▸ **Instruction a**
Quote the devotional passage from "We don't believe He can speak directly" up to and including "feel His love.".

▸ **Selected extract**
— BEGIN —
We don't believe He can speak through us so we don't speak.
We don't believe He can write through us so we don't write.
We don't believe He can speak directly to us so we don't listen.
We don't believe He can reveal to us things we do not know, so we don't ask.
We don't believe we can actually feel His presence so we don't even try.

He says believe.

We don't even try to feel His love.
We don't look for His face everyday.
We just know about Him.
We don't know Him.

This is what He says:
I am your reality.  I am real.  I am active and living and I am here to love you and make you feel loved.  Don't forget the reality of who I am.  Don't forget the reality of a life spent with me.  Right in front of your face, living inside of you.  Yes, you live in another realm, you live in a world with an open heaven right above you, with all the power you could ever ask for available to you.  I want you to have it.  I am the well that never will run dry.  I want to talk to you, I want you to hear my voice.  I want you to feel me at your very core, in the marrow of your dry bones--Yes, I want them to come to life.  Don't look past who I am.  Don't look past what I can do.  I'm not just something you sing about or read about or talk about.  I'm right here.  I'm in everything you see.  I'm everywhere you go.  I'm a reality.  I'm real.

We are not just readers, no.  We are characters in this story.  We are not just on the outside looking in.  We are in.  We are here.  We are a part of all this.  This beauty.  This reality.

Live in expectation.  Expect Him.  

Earth's crammed with heaven,
And every common bush afire with God;
But only he who sees, takes off his shoes,
The rest sit round it and pluck blackberries,
And daub their natural faces unaware.
— END —
▸ **Source records**
— BEGIN —
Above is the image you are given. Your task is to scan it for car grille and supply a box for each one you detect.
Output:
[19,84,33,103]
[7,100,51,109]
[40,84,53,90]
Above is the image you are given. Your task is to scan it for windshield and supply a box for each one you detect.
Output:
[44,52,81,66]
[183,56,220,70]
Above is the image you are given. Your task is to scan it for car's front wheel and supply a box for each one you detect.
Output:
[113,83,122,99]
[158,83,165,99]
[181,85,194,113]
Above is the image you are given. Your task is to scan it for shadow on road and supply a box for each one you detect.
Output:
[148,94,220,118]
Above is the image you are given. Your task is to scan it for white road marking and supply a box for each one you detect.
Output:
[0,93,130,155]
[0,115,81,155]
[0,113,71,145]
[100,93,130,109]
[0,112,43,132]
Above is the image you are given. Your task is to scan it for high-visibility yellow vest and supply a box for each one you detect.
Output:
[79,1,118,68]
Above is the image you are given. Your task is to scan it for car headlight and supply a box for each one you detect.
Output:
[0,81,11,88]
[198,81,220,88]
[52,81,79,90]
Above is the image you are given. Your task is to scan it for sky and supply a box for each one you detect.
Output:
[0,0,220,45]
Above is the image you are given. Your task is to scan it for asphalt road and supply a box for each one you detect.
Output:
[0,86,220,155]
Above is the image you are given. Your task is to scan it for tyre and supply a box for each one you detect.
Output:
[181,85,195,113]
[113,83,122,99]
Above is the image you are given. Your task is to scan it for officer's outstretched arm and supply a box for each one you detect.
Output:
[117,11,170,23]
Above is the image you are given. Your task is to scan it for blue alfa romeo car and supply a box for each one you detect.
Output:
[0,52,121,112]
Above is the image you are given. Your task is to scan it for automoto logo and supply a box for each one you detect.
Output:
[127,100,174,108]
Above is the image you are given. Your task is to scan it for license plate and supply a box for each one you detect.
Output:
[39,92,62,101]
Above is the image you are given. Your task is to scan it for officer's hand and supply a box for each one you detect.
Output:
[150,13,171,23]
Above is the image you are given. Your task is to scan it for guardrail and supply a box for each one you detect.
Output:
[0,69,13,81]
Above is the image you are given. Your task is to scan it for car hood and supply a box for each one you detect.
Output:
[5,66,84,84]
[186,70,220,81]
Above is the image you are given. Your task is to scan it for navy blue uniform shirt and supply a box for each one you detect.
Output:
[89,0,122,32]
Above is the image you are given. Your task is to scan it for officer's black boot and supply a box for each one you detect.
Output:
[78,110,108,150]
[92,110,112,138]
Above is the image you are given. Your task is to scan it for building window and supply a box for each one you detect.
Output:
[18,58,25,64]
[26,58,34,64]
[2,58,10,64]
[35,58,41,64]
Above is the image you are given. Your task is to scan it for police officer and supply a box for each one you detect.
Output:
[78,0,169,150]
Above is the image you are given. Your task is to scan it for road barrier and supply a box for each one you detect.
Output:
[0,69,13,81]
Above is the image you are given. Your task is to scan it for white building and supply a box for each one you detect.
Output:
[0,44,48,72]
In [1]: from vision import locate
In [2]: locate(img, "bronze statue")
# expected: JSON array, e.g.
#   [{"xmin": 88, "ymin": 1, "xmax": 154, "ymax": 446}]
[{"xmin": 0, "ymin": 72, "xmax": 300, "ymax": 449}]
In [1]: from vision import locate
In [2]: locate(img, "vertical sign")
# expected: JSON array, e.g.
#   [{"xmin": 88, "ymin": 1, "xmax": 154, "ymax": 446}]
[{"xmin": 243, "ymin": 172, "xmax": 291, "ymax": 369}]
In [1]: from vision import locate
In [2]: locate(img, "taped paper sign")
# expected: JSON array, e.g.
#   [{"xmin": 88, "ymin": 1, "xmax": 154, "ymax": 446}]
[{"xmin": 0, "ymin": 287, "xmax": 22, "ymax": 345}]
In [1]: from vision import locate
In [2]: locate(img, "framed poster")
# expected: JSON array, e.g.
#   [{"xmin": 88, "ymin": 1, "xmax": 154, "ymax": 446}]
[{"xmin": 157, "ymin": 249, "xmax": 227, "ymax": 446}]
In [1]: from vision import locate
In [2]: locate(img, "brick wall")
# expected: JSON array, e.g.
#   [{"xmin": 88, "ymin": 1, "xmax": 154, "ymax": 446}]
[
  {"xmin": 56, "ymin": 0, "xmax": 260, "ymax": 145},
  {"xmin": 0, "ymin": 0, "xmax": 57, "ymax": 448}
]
— END —
▸ **Instruction b**
Rewrite the rows from the first one up to and including the line with "[40,84,53,90]", requests included. Multiply every box coordinate in the answers by 1.55, round to whole numbers with halves going up, and give only those lines.

▸ **Finished answer a**
We don't believe He can speak directly to us so we don't listen.
We don't believe He can reveal to us things we do not know, so we don't ask.
We don't believe we can actually feel His presence so we don't even try.

He says believe.

We don't even try to feel His love.

▸ **Finished answer b**
Above is the image you are given. Your task is to scan it for car grille and supply a box for each one you detect.
Output:
[29,130,51,160]
[11,155,79,169]
[62,130,82,140]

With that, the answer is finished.